▸ Source:
— start —
# Help with partitions



## Johnny2Bad (Apr 16, 2011)

My old FreeBSD server had 250GB and a 1TB HDs. I partitioned it so that the whole of the 1TB had a mount point of /usr. The remainder was mounted on the 250G.

I will be installing AMD 64 version (not sure of what version number yet) so the O/S can access all the 4GB of RAM I'll have on my new machine.

Could I please have some suggestions on how I should partition each drive? Keeping in mind I want to share a lot of files (thus using the 1TB originally for /usr). I am not all that familiar with where programs etcetera are stored.

Thanking you in advance,
Jonathan.


----------



## mamalos (Apr 16, 2011)

Hi Johnny2Bad,

it all depends on where your shared directory is located. If it's in /usr/share, then your /usr filesystem should use your large disk (or some part of it, I don't know your needs). If your shared directory is /exports, then you just have to create that mounpoint, and associate a partition or slice to it.

Generally and very, very, very roughly, /usr and /usr/local are the places where the programs you use are-and-will-be stored, /home is where your users' home directories reside.  

No matter where you decide to place your shared resources (which doesn't matter that much, so you can easily place them in a separate mountpoint in /), I would advise you to use a separate filesystem for it, and assign the whole extra disk for it. 

Finally, you should really take a look at ZFS before starting your venture, it may come really handy.


----------
— end —
▸ Challenge 1: Extract the part of the FreeBSD partitioning thread starting with "Generally and very, very, very" and going on through "home directories reside.".
▸ Challenge 2: In the FreeBSD partitioning thread, which filesystem does mamalos suggest looking at before starting?
The records that come next are separate material, unrelated to the FreeBSD partitioning thread.

▸ Stored data:
— start —
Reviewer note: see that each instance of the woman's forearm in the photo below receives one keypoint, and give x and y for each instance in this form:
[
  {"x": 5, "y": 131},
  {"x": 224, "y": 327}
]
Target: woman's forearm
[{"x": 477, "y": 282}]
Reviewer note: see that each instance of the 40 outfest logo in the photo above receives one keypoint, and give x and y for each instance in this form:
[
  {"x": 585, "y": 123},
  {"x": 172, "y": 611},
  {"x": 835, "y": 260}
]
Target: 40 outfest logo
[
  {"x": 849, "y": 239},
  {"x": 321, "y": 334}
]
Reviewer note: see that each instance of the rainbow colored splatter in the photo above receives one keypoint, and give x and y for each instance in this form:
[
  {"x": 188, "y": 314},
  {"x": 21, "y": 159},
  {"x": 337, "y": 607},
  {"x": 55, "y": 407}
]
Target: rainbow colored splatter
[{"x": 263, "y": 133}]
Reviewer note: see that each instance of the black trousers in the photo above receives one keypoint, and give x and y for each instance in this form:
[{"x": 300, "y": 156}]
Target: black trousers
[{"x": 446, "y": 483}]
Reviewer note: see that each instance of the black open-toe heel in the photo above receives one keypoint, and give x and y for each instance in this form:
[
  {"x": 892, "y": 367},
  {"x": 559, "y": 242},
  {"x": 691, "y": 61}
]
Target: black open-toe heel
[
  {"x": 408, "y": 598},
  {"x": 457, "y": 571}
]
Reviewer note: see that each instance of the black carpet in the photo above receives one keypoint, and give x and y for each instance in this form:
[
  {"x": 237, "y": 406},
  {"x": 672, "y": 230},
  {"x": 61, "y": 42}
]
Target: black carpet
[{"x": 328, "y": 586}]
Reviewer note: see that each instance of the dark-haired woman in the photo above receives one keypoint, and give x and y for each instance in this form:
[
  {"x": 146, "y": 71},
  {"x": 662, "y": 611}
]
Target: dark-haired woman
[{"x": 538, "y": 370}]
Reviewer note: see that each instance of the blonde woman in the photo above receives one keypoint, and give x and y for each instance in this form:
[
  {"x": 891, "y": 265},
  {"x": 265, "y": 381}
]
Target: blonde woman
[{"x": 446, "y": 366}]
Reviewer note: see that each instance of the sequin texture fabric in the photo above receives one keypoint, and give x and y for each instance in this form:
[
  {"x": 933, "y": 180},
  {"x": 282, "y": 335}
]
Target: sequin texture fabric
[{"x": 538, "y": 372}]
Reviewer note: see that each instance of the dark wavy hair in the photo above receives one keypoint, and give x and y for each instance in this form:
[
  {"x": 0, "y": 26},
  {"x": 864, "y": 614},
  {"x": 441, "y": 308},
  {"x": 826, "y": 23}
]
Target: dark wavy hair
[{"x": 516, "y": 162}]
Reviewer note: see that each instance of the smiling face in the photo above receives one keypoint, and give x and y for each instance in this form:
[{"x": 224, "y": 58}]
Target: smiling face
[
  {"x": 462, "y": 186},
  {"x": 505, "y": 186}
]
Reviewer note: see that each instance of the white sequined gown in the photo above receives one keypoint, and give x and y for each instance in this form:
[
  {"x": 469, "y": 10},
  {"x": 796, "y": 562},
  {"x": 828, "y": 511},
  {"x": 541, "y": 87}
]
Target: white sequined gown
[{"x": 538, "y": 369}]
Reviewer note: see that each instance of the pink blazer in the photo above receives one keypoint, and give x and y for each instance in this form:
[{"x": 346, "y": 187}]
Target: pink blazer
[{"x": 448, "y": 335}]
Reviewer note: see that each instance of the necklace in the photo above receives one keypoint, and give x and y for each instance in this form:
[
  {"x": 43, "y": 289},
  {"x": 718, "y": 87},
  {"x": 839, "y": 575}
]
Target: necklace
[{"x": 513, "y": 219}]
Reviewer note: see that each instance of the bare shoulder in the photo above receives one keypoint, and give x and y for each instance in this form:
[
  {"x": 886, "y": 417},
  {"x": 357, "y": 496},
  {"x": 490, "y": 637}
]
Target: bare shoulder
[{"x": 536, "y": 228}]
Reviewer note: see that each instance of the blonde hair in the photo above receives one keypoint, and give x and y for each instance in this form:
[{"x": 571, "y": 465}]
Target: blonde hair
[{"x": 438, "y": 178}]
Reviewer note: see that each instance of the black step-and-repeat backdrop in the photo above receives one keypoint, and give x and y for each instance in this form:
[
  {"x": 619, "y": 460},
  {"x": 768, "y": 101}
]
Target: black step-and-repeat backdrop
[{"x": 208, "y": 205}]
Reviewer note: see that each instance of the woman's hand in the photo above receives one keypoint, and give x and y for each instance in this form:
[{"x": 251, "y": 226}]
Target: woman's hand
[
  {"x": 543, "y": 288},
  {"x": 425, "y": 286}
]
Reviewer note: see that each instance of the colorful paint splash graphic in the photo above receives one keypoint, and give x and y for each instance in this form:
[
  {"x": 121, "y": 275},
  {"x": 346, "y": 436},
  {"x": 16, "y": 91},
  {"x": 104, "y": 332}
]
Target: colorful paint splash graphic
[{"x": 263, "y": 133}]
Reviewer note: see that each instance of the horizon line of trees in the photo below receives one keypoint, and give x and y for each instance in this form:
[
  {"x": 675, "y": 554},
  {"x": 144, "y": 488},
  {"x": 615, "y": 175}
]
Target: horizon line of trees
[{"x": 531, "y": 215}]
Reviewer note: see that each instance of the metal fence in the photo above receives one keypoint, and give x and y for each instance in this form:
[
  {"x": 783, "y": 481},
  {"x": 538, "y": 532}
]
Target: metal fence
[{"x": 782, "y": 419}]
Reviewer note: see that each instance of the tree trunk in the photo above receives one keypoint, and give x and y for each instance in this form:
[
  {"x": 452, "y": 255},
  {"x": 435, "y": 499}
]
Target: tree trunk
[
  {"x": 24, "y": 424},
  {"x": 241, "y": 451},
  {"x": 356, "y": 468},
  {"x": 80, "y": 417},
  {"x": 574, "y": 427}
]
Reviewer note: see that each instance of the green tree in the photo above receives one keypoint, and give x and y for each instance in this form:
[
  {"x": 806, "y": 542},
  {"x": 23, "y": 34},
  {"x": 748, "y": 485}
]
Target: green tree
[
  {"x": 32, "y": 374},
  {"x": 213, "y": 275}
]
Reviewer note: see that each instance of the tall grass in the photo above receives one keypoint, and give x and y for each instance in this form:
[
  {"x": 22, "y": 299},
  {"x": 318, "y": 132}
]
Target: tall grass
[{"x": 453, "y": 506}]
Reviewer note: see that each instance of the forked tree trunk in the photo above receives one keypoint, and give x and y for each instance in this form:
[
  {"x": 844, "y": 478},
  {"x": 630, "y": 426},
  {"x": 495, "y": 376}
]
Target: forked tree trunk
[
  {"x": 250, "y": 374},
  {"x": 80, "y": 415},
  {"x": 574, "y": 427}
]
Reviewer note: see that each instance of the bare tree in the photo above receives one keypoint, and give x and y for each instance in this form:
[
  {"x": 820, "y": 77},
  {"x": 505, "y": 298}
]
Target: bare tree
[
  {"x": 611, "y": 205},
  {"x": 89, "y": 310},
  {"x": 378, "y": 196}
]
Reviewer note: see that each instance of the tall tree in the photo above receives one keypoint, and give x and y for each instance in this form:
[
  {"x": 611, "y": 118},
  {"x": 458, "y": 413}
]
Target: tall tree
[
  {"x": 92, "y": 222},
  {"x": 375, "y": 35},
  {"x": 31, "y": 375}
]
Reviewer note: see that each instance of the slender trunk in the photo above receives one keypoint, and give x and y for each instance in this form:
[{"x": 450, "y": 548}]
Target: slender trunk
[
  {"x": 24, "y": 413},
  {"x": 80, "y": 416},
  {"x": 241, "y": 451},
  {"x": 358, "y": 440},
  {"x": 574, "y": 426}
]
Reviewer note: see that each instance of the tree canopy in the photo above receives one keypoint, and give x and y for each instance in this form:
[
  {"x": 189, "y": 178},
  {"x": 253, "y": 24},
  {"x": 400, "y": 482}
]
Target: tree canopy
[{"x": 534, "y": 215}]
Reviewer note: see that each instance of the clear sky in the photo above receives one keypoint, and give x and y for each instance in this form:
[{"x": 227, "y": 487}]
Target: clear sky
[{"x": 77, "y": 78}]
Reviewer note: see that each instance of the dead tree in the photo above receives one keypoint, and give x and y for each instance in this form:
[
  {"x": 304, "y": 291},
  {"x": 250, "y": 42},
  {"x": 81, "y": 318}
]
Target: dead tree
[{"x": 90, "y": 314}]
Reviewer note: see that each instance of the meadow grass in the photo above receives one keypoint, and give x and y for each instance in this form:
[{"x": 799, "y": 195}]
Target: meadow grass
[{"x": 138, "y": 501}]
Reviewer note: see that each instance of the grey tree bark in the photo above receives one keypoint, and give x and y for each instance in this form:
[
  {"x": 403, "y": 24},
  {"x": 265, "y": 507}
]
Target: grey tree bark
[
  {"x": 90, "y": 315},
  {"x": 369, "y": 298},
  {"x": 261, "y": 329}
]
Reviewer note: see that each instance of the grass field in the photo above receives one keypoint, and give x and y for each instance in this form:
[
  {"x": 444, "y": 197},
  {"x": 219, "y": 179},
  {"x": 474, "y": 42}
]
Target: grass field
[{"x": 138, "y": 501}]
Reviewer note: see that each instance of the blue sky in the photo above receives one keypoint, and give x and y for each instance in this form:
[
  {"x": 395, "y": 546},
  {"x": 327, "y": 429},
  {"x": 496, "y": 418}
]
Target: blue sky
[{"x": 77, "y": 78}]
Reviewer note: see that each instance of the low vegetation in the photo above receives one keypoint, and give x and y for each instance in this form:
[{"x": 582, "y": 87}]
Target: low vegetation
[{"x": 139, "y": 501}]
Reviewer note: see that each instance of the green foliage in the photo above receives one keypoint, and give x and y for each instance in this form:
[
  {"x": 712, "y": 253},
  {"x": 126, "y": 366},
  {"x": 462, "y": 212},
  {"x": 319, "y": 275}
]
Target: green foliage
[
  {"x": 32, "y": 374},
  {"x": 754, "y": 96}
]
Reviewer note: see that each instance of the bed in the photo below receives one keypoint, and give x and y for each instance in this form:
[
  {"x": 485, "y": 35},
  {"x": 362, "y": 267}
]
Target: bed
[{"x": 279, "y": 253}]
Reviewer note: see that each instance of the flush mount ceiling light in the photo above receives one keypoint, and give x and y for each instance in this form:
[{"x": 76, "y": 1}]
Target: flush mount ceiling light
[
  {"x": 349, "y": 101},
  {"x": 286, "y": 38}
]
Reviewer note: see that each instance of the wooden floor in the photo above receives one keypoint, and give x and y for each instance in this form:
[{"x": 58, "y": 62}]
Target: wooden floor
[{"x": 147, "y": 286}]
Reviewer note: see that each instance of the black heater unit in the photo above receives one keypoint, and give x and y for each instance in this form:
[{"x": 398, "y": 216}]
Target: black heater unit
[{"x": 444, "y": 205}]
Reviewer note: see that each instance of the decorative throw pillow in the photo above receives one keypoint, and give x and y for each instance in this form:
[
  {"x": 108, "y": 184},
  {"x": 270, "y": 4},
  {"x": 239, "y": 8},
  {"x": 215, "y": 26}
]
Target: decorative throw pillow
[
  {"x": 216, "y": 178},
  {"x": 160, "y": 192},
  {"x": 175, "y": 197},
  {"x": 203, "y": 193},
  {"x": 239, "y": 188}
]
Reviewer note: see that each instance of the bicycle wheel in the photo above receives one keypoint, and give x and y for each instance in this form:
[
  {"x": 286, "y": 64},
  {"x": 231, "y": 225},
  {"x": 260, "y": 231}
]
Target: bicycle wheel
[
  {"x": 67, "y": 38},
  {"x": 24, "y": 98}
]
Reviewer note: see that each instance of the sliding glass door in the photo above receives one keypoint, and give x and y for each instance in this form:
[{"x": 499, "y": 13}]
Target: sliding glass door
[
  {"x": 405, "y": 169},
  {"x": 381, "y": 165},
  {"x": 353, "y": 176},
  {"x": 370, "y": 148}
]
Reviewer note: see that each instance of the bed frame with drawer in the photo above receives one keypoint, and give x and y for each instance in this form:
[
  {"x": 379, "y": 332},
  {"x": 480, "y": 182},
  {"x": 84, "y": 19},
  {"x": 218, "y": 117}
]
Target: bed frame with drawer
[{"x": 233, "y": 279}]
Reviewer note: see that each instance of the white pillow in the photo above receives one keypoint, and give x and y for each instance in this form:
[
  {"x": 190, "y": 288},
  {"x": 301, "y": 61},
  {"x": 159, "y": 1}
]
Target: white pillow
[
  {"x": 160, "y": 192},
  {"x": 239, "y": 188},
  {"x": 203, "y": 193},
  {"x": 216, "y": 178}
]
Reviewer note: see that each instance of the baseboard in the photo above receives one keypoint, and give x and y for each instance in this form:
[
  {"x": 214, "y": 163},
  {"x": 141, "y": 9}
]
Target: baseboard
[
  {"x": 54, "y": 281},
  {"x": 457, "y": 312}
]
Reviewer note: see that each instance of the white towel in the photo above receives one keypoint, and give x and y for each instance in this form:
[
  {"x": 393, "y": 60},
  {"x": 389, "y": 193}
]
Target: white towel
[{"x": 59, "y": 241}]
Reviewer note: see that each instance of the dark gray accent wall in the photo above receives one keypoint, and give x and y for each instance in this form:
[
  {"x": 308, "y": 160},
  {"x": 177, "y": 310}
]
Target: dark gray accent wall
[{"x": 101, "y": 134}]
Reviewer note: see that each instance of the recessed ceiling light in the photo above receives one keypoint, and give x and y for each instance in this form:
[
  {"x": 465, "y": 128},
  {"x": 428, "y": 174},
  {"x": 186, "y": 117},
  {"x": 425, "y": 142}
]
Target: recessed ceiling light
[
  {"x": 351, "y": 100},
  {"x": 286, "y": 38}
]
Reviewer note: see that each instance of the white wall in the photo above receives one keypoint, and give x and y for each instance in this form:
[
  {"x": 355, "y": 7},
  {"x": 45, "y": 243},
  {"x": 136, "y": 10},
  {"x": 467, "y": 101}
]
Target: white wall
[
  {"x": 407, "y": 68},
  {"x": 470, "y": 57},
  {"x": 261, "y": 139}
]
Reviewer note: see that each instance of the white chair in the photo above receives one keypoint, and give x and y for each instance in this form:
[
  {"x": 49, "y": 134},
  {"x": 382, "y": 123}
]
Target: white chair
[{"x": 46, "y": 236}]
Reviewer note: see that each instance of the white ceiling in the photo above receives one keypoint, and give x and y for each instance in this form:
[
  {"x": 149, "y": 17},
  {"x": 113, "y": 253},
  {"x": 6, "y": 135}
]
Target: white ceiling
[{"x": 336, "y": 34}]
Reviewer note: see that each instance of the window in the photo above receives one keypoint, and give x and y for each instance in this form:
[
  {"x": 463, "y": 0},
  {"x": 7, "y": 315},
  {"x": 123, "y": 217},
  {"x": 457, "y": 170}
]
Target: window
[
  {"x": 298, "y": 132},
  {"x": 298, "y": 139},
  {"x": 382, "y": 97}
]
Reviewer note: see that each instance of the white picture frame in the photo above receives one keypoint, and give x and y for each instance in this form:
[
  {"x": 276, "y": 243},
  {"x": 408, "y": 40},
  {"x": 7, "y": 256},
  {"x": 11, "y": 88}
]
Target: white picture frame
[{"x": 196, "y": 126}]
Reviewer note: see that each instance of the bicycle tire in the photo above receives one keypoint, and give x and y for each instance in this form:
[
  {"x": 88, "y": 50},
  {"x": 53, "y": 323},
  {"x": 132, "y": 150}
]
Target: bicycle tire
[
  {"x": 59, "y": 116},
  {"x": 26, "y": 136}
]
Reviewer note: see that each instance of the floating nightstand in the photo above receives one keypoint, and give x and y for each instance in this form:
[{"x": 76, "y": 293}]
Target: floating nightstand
— end —
▸ Exercise response 1:
Generally and very, very, very roughly, /usr and /usr/local are the places where the programs you use are-and-will-be stored, /home is where your users' home directories reside.

▸ Exercise response 2: ZFS.